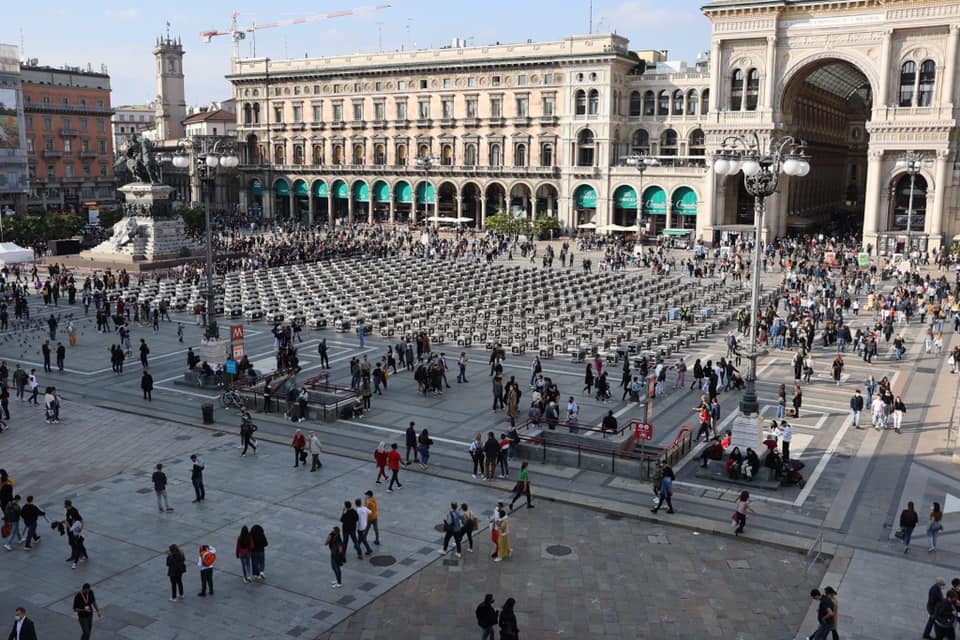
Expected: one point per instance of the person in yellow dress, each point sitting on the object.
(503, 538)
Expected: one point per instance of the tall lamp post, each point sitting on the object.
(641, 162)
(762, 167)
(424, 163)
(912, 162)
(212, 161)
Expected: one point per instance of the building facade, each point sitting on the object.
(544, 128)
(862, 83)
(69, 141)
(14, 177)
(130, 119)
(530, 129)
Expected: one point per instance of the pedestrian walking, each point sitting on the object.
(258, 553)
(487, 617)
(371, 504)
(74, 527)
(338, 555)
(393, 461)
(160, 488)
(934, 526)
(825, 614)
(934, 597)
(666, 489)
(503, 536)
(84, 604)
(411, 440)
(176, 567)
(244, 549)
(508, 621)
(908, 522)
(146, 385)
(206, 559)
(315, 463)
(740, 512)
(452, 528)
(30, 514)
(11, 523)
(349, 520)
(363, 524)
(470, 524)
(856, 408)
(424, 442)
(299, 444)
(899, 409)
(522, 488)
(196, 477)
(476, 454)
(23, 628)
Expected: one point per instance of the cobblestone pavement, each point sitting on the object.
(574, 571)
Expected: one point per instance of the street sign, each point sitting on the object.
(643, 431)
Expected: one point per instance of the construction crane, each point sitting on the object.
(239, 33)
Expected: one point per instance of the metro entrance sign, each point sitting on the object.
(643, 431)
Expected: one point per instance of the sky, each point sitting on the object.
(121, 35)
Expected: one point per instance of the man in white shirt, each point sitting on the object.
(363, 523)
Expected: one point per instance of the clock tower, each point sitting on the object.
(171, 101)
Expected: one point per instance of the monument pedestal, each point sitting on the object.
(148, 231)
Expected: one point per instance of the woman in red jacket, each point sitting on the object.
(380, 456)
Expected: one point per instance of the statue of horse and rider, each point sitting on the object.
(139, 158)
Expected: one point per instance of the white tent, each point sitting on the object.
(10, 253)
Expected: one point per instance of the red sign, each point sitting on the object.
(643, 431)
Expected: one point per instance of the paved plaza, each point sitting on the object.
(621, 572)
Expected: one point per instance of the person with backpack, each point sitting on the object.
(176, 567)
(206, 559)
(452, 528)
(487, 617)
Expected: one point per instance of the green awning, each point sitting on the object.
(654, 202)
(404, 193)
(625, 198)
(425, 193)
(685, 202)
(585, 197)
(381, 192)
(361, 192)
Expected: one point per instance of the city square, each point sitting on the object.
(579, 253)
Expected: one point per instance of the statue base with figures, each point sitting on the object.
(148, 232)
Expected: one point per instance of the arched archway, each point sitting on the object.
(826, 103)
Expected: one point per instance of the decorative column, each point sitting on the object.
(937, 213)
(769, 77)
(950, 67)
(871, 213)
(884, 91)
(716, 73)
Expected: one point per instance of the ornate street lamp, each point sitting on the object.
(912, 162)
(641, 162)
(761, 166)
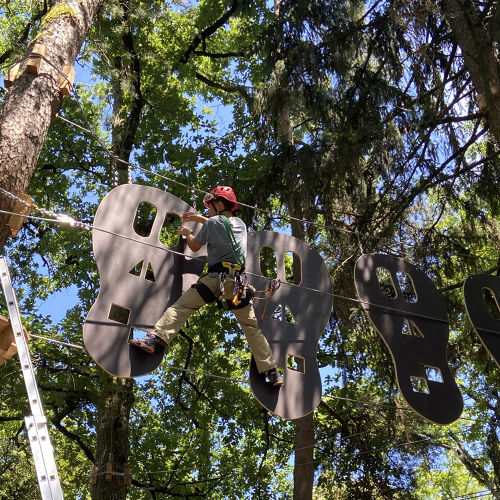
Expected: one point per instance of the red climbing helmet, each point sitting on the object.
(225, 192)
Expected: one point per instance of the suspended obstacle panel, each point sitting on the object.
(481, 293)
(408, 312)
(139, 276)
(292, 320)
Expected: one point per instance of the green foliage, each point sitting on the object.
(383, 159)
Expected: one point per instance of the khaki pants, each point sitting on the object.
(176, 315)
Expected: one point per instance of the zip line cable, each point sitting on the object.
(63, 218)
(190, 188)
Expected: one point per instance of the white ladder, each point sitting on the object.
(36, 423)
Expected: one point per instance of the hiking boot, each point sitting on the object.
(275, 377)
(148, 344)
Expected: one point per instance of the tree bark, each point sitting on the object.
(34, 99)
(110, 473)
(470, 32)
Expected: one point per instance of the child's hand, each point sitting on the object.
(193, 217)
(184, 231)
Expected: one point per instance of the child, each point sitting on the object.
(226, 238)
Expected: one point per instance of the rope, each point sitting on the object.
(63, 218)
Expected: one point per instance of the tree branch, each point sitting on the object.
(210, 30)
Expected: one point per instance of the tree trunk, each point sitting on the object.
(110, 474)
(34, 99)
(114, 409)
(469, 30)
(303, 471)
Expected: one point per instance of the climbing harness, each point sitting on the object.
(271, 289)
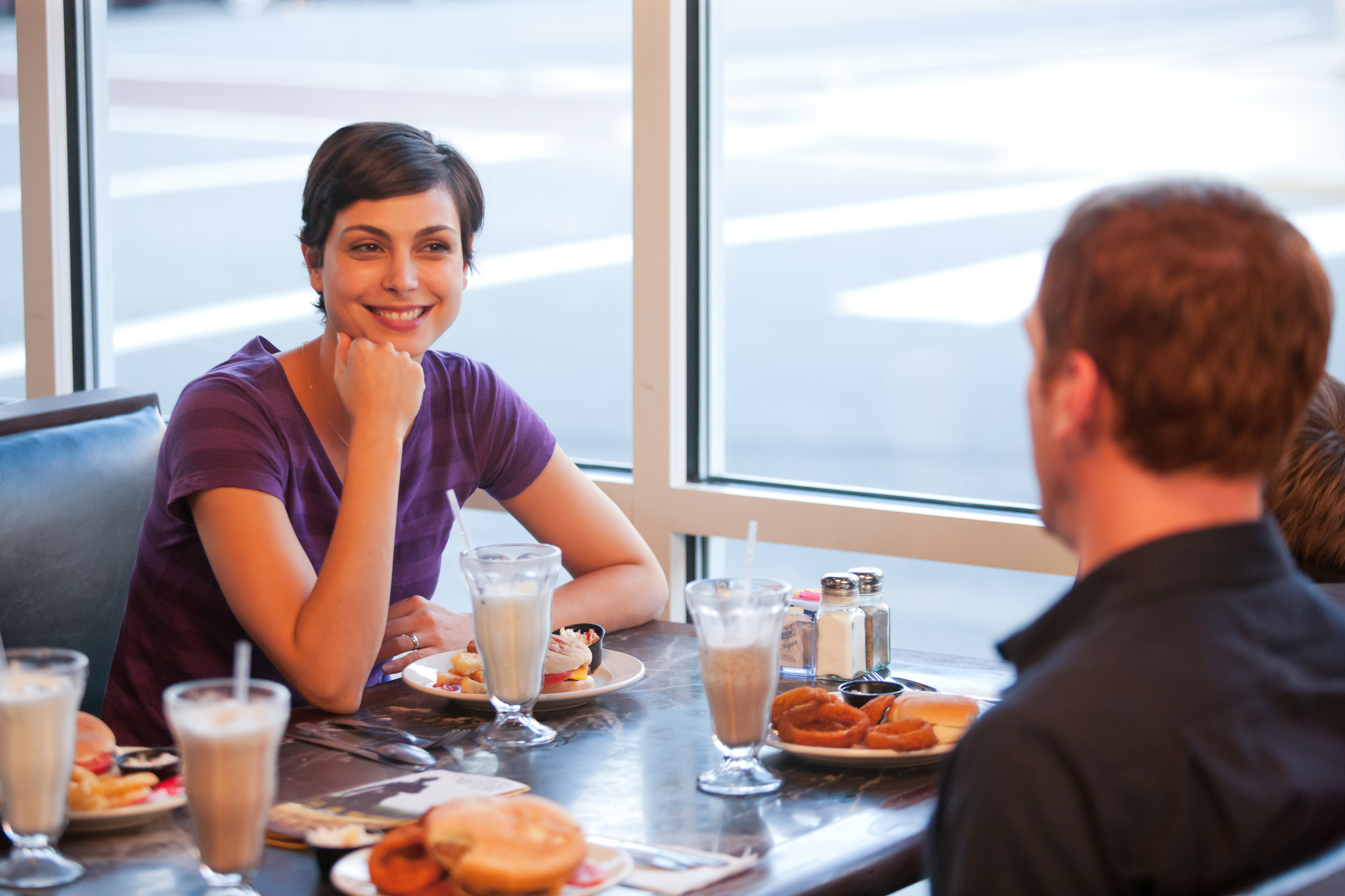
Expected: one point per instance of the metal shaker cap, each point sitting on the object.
◇ ◇ ◇
Please rewrite the part of the data that opens with the line containing "Expected: one point per instance of the tree bark, each" and closes with the last line of the data, keeping every line except the pictures and shifting each coordinate in the answers by adding 97 to it.

Expected: one point per instance of the tree bark, each point sitting on the object.
(131, 196)
(207, 570)
(567, 129)
Expected: one point per instance of the child's hand, each point sitting on the object.
(290, 314)
(281, 328)
Expected: one point per instance of the child, each point sitting on the object.
(323, 335)
Expected: one point per instance of the rope, each point sitting on the object.
(160, 315)
Expected: one point per instance of the tree branch, each point sitting on the object.
(307, 127)
Expected: one point per instance of the tree trunk, each point sitting on the object.
(207, 571)
(131, 196)
(211, 506)
(566, 127)
(400, 568)
Expected: one point per instance of the climbing harness, each point sitting on the object.
(368, 386)
Expected: one point per instance of the metal shaker cap, each point sitting on the object.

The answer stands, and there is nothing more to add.